* [Goal] Transfer the lines from the one containing "Annotate every instance of the low" through the end of the items, requests included, adding 123 to every x and y coordinate in the answers.

[Object pointing dataset items]
>> start

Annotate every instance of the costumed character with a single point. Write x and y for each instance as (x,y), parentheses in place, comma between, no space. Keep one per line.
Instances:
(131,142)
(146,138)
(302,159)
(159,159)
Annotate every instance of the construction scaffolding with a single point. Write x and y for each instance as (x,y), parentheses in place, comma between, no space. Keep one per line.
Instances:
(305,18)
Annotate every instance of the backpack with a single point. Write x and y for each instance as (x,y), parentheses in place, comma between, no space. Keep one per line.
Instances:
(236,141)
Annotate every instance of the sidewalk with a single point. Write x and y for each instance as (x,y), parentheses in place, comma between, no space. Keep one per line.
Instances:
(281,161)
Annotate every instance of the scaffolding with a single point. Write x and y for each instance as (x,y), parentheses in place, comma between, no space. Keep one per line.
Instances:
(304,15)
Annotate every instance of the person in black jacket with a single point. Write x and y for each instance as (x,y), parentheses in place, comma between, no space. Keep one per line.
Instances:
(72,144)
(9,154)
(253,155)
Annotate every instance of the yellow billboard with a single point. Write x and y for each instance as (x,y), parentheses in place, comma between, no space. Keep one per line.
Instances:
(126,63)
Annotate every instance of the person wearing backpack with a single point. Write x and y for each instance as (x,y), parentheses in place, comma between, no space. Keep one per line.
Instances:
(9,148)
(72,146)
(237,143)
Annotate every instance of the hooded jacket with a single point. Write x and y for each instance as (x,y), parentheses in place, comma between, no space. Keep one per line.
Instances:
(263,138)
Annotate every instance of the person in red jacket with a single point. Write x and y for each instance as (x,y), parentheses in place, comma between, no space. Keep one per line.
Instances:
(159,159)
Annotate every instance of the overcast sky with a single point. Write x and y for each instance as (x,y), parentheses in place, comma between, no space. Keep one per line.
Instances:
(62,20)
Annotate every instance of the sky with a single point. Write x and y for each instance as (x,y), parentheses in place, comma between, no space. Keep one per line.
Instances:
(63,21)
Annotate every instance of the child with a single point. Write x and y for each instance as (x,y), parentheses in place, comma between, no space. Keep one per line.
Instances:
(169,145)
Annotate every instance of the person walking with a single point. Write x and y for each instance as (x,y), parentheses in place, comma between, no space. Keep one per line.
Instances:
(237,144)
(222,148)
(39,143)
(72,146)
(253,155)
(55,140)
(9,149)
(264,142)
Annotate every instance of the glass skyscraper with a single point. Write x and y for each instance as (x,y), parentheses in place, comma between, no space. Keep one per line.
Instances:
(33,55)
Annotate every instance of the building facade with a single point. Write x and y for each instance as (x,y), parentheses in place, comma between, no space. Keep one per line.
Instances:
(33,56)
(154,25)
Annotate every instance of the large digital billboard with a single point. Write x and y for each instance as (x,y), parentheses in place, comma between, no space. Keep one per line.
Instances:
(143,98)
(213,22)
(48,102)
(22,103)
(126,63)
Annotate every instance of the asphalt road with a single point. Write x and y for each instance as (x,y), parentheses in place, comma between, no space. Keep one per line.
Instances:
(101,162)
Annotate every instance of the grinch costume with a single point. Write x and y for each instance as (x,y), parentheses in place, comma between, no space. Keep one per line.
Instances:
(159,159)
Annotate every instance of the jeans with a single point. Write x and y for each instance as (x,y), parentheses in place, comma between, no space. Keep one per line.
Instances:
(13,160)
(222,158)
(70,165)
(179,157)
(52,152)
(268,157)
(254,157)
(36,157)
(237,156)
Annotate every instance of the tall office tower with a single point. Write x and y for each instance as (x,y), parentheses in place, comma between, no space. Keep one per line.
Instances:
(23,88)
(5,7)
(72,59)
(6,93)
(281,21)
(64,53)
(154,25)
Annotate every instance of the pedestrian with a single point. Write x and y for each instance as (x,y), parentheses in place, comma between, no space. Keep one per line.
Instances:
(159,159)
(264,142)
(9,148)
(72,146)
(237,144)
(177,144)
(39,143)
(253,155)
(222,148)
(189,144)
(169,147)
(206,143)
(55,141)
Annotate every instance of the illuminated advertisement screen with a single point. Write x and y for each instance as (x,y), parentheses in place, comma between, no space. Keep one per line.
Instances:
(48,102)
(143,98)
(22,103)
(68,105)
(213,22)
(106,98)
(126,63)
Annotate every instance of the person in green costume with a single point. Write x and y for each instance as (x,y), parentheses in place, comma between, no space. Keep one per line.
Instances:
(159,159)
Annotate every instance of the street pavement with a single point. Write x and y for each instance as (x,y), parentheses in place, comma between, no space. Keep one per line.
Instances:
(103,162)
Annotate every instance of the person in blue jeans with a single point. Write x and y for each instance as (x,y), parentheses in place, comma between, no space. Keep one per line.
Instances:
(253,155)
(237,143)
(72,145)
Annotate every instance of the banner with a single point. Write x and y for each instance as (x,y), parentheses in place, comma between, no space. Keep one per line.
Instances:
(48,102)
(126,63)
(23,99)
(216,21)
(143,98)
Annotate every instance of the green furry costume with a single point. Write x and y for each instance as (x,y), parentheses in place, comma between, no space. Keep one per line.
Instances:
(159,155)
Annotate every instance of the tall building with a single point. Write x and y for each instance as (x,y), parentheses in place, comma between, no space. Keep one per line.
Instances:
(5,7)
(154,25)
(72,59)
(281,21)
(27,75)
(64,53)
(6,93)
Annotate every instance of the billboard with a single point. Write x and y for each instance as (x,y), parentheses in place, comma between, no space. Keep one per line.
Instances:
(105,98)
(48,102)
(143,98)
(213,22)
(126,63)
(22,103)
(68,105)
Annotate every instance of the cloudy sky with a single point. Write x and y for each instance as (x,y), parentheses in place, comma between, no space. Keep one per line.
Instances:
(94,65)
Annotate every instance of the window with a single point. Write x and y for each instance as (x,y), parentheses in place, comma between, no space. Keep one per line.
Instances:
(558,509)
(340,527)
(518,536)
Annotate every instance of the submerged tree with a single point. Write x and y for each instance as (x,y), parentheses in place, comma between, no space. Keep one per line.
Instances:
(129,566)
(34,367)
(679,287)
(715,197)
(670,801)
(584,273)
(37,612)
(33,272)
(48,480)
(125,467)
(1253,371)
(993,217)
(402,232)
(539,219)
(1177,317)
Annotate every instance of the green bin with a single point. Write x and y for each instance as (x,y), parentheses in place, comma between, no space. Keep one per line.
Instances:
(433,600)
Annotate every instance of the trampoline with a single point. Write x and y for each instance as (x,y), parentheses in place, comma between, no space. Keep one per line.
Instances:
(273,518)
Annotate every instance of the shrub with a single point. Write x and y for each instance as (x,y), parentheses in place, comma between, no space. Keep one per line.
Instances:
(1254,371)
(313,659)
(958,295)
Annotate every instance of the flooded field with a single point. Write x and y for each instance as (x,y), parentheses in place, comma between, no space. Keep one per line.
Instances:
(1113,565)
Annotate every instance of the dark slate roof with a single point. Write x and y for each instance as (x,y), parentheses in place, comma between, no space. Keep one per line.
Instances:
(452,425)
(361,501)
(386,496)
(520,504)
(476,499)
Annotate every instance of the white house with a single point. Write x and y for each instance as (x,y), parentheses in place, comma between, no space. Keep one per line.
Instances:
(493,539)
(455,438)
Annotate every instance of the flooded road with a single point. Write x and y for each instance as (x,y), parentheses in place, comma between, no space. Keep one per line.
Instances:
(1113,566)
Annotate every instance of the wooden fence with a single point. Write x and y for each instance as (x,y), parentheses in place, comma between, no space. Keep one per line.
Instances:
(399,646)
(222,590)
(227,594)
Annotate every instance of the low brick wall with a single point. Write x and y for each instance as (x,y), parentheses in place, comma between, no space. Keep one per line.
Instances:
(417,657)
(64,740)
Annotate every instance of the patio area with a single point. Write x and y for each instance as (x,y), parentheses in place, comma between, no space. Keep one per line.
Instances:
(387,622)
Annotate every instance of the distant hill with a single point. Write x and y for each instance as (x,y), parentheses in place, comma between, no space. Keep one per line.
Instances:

>> end

* [Expected answer]
Annotate every instance of the low brick wall with a single point. Write x and y for each instance as (x,y), parentheses in place, comma between, no space. Keep one per line.
Instances:
(540,780)
(187,863)
Annotate every instance of the patio area with a single point. Write x and y for each instance as (x,y), parentheses in place, comma between, no space. Keep one per line.
Instances:
(510,745)
Annotate every instance of the distant hill with a single point. Write x and y for each instance as (x,y), parentheses in place, comma between, no space. Keep one per line.
Instances:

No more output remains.